%%
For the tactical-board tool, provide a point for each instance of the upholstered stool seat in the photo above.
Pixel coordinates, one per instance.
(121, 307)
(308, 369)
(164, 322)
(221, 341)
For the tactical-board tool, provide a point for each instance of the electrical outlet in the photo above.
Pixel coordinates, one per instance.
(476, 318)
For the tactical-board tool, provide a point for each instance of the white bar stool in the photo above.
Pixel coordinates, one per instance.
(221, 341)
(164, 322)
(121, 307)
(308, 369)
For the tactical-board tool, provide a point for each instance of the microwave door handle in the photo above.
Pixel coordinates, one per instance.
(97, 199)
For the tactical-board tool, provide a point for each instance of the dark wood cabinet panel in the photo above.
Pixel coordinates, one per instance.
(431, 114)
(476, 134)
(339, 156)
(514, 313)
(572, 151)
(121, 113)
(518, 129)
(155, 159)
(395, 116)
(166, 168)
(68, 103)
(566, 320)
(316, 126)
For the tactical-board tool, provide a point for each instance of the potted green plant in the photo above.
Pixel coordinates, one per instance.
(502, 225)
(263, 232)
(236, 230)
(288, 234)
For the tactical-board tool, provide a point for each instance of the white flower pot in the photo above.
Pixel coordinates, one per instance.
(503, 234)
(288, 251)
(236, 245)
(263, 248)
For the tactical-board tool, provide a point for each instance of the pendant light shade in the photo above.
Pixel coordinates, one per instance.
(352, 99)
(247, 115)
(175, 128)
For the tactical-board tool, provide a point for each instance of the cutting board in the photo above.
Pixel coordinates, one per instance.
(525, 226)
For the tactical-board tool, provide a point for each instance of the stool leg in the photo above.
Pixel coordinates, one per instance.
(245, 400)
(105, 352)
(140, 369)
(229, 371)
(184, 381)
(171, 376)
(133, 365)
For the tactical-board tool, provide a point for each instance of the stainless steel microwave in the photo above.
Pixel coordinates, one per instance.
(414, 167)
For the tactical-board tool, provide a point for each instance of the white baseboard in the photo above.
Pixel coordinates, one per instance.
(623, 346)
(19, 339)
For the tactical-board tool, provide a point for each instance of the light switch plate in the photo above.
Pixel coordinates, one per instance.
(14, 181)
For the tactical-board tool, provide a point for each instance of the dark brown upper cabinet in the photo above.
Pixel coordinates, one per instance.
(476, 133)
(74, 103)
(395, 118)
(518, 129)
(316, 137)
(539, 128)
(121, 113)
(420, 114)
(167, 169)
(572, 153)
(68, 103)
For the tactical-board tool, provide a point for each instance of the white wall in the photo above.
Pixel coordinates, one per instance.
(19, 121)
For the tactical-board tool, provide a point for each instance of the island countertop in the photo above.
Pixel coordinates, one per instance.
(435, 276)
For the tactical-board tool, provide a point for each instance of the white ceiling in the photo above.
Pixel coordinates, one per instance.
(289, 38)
%%
%%
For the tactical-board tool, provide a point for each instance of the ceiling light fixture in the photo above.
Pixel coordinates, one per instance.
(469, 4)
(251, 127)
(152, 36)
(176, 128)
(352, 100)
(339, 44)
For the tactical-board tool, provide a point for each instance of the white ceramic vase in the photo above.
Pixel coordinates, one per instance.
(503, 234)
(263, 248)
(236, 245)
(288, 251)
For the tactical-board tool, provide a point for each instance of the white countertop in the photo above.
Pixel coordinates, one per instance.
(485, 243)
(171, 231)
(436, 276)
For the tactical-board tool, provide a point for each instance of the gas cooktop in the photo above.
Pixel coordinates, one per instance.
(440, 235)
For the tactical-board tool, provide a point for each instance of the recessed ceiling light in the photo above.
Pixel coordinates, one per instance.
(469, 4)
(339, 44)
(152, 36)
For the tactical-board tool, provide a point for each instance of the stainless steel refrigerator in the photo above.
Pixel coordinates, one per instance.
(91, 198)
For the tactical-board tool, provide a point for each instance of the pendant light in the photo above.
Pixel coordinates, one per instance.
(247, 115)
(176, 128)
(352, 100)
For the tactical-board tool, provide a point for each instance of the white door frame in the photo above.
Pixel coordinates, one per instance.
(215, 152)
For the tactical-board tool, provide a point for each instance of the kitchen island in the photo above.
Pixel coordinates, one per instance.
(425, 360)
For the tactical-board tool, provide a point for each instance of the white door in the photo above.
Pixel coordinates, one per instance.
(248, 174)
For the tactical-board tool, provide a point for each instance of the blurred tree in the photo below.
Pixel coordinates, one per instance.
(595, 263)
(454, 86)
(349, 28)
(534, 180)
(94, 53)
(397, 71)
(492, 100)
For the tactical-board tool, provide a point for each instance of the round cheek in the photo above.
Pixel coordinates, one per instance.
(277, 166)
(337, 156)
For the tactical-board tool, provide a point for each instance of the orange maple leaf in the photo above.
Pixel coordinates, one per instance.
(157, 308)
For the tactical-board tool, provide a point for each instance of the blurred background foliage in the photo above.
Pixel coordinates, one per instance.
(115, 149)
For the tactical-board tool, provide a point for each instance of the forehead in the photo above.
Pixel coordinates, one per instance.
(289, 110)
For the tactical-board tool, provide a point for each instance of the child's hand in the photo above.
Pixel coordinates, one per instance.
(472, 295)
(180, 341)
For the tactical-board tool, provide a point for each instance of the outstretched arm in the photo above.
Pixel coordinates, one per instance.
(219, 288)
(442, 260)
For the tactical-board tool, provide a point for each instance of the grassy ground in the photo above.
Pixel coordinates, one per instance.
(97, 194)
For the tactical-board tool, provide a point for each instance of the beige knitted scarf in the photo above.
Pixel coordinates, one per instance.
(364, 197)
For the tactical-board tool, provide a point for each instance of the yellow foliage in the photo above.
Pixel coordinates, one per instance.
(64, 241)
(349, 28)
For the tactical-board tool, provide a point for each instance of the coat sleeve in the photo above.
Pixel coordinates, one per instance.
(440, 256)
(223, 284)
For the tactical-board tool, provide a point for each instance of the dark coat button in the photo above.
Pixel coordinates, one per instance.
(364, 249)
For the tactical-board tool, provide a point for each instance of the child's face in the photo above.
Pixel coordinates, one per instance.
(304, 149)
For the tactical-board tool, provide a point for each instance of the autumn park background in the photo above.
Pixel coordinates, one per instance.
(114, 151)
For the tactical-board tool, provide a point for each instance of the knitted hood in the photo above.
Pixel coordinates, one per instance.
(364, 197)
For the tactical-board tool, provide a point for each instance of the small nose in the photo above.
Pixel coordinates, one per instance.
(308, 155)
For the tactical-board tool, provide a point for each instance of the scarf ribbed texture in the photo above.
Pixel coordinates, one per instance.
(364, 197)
%%
%%
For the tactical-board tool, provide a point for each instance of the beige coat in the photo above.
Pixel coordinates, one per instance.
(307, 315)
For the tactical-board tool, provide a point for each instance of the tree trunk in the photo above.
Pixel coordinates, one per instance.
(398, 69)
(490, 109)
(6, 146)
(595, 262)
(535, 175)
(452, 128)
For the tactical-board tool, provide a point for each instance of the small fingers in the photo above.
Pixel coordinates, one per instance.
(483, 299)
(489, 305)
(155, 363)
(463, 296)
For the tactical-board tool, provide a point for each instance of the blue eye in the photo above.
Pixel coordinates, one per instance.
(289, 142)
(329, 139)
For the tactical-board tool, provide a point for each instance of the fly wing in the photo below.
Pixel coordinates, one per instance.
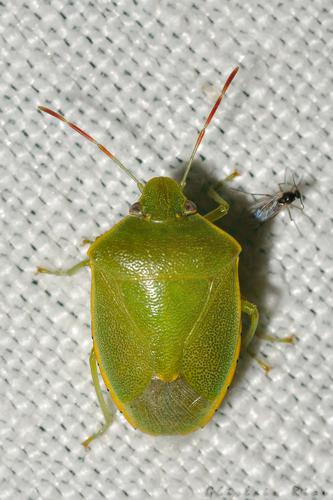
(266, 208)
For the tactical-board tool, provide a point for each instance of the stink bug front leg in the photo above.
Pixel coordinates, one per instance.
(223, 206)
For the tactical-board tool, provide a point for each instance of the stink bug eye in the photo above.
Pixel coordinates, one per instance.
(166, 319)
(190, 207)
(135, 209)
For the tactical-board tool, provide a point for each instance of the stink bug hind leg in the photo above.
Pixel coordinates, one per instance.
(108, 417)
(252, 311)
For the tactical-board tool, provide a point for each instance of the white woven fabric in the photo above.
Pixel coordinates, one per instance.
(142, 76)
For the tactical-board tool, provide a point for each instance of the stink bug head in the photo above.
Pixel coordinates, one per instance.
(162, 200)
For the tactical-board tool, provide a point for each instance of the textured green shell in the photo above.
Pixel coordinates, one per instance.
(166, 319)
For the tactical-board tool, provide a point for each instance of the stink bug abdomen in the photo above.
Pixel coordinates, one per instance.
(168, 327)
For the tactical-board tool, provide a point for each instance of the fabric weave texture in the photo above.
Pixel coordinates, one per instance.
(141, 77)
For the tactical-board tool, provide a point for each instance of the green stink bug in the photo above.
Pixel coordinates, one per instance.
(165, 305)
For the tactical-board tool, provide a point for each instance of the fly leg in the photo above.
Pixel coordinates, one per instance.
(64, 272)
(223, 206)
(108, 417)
%%
Work order: Find the word "blurred" in the records and pull out each line that has it.

Answer for the task:
For the tactical-board tool, provide a point for each instance of the blurred tree in the photo below.
For the tactical-board tool, provide a point for each instance of the blurred background foliage in the photo above.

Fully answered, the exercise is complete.